[Saved entries]
○ ○ ○ ○ ○ ○ ○

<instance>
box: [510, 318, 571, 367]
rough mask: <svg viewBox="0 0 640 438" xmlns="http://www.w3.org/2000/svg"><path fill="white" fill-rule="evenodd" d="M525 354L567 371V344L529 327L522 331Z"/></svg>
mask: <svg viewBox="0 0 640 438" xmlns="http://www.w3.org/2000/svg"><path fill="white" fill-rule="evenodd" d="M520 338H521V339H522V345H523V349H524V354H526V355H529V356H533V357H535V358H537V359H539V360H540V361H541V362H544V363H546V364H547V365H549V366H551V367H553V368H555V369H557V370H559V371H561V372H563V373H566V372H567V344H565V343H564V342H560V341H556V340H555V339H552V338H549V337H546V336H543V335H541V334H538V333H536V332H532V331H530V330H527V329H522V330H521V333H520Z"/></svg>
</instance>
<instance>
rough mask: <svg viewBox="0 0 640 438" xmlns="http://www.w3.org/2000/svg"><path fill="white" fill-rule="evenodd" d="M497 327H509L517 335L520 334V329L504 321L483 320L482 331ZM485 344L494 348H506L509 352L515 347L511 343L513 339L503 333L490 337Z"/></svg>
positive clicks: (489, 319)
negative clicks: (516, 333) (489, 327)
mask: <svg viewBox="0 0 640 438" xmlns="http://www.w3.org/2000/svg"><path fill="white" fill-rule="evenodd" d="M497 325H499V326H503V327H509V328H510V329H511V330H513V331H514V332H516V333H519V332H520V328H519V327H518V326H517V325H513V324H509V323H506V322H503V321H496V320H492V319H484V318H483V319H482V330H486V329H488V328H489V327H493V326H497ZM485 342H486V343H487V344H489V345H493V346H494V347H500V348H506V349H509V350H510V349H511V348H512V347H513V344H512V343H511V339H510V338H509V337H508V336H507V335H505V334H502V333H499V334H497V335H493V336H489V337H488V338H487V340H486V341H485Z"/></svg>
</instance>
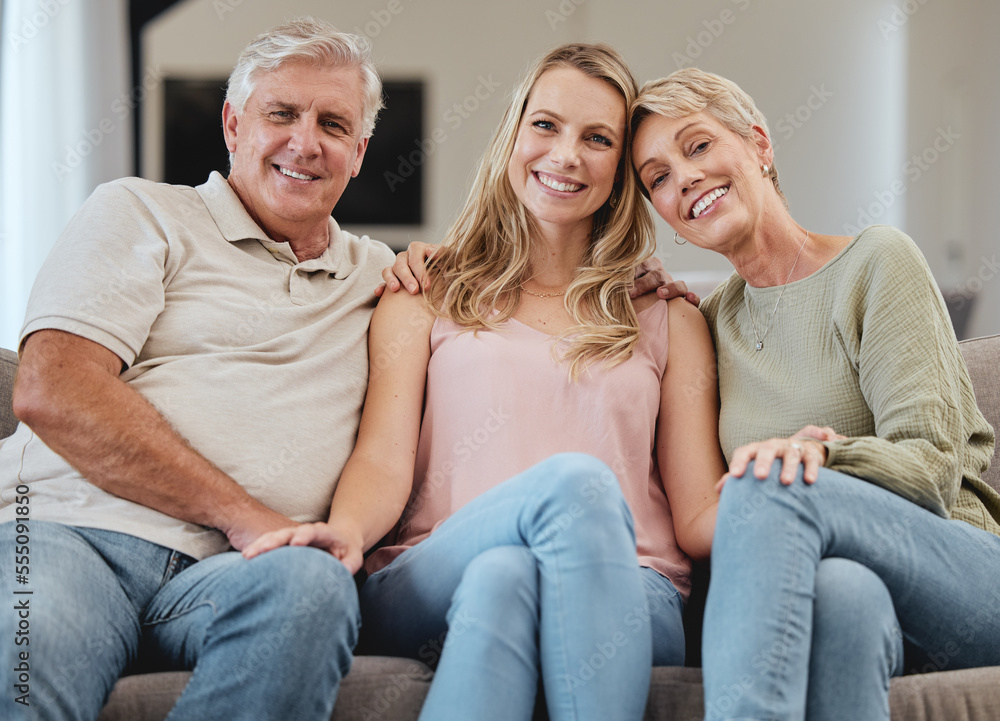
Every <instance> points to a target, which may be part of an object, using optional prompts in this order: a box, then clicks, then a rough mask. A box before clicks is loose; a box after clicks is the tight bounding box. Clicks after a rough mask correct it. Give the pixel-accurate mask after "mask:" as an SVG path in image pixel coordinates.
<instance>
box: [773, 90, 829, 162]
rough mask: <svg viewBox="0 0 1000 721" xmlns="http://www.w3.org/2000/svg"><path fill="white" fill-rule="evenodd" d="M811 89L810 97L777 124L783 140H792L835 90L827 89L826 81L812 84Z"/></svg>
mask: <svg viewBox="0 0 1000 721" xmlns="http://www.w3.org/2000/svg"><path fill="white" fill-rule="evenodd" d="M809 90H810V93H809V97H807V98H806V101H805V102H804V103H802V104H801V105H800V106H799V107H797V108H795V110H794V111H793V112H791V113H785V114H784V115H783V116H782V117H781V118H780V119H779V120H778V122H777V123H776V124H775V126H774V131H775V133H780V134H781V139H782V141H786V142H787V141H789V140H791V139H792V136H793V135H795V131H796V130H799V129H801V128H802V126H804V125H805V124H806V123H808V122H809V121H810V120H812V118H813V115H814V114H815V113H816V112H817V111H818V110H820V108H822V107H823V106H824V105H826V104H827V102H829V100H830V98H832V97H833V92H832V91H830V90H827V89H826V83H820V85H819V87H818V88H817V87H816V86H815V85H811V86H809ZM772 141H773V138H772ZM779 148H780V146H779V145H778V144H777V143H774V149H775V150H778V149H779Z"/></svg>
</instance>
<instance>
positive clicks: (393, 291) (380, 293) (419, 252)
mask: <svg viewBox="0 0 1000 721" xmlns="http://www.w3.org/2000/svg"><path fill="white" fill-rule="evenodd" d="M437 249H438V246H436V245H428V244H427V243H421V242H420V241H419V240H415V241H413V242H412V243H410V244H409V245H408V246H406V250H404V251H402V252H400V253H398V254H397V255H396V262H394V263H393V264H392V265H391V266H390V267H388V268H385V269H383V270H382V280H383V281H385V282H383V283H380V284H379V286H378V287H377V288H376V289H375V295H377V296H379V297H381V296H382V294H383V293H384V292H385V291H386V289H387V288H388V290H389V291H390V292H391V293H395V292H396V291H397V290H399V289H400V288H401V287H403V286H406V290H407V291H409V292H410V293H411V294H413V295H416V294H417V293H419V292H420V291H421V290H422V289H424V288H426V287H427V266H426V265H425V264H426V262H427V259H428V258H432V257H434V253H436V252H437Z"/></svg>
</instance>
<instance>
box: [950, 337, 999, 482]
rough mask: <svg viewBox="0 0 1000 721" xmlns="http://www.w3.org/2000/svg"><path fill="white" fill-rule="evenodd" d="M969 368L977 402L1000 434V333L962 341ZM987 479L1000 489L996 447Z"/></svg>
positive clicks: (990, 465)
mask: <svg viewBox="0 0 1000 721" xmlns="http://www.w3.org/2000/svg"><path fill="white" fill-rule="evenodd" d="M958 347H959V348H961V349H962V355H963V356H965V364H966V365H967V366H968V367H969V376H971V378H972V387H973V389H975V391H976V403H978V404H979V409H980V410H981V411H982V412H983V415H984V416H986V420H987V421H989V424H990V425H991V426H993V430H994V431H995V432H997V433H1000V335H991V336H985V337H983V338H972V339H970V340H964V341H962V342H961V343H959V344H958ZM983 480H984V481H986V482H987V483H989V484H990V485H991V486H993V488H994V489H996V490H997V491H1000V454H998V453H997V449H996V448H994V449H993V462H992V463H991V464H990V468H989V470H988V471H986V473H984V474H983Z"/></svg>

○ ○ ○ ○ ○ ○ ○

**Exercise aim**: The lines to copy run from the start of the records above through the line holding "positive clicks: (489, 319)"; give them exactly, both ends included, and nothing else.

**Answer section**:
<instance>
box: [510, 318, 571, 367]
rough mask: <svg viewBox="0 0 640 438" xmlns="http://www.w3.org/2000/svg"><path fill="white" fill-rule="evenodd" d="M525 354L567 371V344L529 327L522 331Z"/></svg>
mask: <svg viewBox="0 0 640 438" xmlns="http://www.w3.org/2000/svg"><path fill="white" fill-rule="evenodd" d="M520 338H521V339H522V345H523V349H524V354H526V355H529V356H533V357H535V358H537V359H539V360H540V361H541V362H544V363H546V364H547V365H549V366H551V367H553V368H555V369H557V370H559V371H561V372H563V373H566V372H567V344H565V343H564V342H560V341H556V340H555V339H552V338H549V337H546V336H543V335H541V334H538V333H536V332H532V331H530V330H527V329H522V330H521V333H520Z"/></svg>
</instance>
<instance>
rough mask: <svg viewBox="0 0 640 438" xmlns="http://www.w3.org/2000/svg"><path fill="white" fill-rule="evenodd" d="M497 327H509L517 335L520 334V329L504 321L483 320L482 331ZM485 344L494 348H506L509 352L515 347L511 343L513 339L503 333L490 337Z"/></svg>
positive clicks: (489, 319)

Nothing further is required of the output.